▶ _Short exercise_
Gather every line of the material below that contains the string "target", treating uppercase and lowercase as distinct, and copy each such line in full.

··· Data for this task

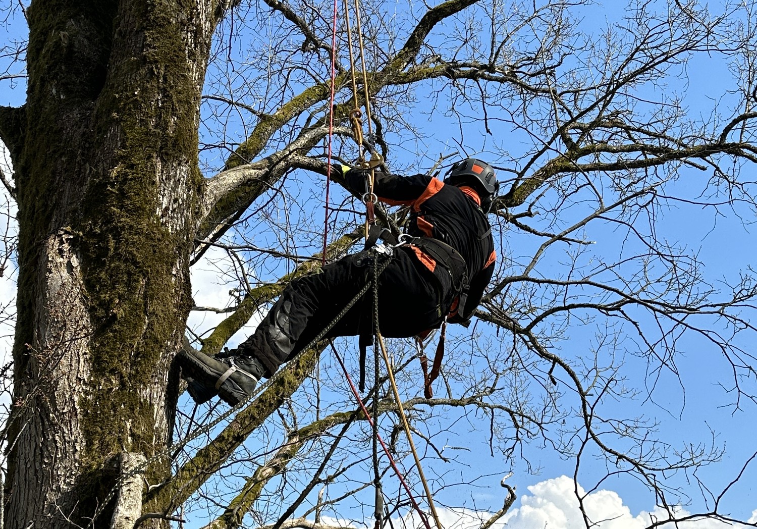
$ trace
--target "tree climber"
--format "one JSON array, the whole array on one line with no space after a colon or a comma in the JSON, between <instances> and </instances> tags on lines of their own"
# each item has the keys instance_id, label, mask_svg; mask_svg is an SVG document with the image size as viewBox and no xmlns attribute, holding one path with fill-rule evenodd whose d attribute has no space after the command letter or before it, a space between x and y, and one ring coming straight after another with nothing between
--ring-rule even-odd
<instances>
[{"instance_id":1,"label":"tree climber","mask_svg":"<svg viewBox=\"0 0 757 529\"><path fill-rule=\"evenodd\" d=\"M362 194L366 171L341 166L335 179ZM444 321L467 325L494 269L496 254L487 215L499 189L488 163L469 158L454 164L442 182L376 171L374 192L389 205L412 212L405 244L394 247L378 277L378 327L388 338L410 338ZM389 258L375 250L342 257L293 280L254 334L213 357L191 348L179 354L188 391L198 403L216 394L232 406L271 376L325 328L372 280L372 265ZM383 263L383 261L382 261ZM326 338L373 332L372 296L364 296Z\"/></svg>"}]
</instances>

······
··· Data for this task

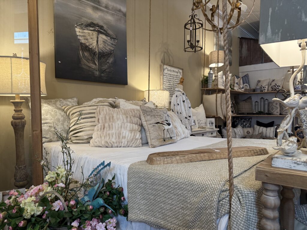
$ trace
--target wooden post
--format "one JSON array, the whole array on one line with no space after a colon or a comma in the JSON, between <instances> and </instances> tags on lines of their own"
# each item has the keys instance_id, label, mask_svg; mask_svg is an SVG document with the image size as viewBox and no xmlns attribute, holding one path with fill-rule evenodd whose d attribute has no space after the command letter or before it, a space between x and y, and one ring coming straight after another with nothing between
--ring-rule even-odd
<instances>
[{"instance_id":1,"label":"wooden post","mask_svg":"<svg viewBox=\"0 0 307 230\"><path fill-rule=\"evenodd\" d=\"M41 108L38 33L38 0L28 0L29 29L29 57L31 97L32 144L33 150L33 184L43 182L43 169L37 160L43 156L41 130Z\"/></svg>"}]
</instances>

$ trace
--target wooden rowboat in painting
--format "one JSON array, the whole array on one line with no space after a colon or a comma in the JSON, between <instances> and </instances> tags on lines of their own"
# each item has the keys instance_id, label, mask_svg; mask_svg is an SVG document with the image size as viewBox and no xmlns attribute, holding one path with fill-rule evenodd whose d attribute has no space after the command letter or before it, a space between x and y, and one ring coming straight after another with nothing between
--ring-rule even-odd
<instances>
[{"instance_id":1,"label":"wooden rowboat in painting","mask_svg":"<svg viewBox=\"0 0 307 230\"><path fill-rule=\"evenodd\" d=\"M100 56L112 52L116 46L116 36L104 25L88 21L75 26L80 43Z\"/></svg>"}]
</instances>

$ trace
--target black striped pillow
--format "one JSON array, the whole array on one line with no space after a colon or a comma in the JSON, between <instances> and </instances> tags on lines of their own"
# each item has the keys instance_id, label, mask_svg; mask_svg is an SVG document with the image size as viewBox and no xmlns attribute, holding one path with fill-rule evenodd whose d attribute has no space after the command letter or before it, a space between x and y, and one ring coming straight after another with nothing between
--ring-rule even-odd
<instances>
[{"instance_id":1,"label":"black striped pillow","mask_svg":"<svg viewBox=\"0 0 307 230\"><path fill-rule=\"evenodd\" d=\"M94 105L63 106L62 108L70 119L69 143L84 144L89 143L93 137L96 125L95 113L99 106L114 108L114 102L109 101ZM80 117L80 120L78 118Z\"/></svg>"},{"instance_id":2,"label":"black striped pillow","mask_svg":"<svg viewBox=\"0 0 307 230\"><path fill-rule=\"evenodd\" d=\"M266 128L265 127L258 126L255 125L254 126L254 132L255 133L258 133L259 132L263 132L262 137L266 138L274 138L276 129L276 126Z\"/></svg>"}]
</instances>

······
··· Data for this task

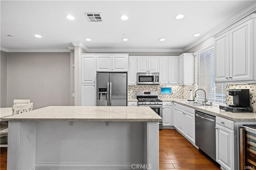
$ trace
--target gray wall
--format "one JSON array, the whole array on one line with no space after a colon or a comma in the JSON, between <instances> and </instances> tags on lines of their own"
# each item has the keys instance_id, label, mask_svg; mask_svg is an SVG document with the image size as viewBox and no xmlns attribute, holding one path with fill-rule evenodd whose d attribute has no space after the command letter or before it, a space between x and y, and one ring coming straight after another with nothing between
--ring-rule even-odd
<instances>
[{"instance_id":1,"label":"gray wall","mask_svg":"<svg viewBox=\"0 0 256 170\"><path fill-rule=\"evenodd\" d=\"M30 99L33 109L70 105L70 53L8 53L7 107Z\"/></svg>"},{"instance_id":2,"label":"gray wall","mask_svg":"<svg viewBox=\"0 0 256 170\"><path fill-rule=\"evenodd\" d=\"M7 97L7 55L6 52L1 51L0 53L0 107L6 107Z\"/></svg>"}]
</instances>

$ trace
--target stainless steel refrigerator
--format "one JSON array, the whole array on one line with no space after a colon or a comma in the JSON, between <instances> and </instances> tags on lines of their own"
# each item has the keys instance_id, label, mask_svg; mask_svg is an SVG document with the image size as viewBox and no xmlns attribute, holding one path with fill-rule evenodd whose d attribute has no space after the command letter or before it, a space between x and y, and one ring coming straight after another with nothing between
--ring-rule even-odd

······

▶ _Answer for the task_
--target "tree climber"
--target wooden post
--target wooden rowboat in painting
--target black striped pillow
--target gray wall
--target stainless steel refrigerator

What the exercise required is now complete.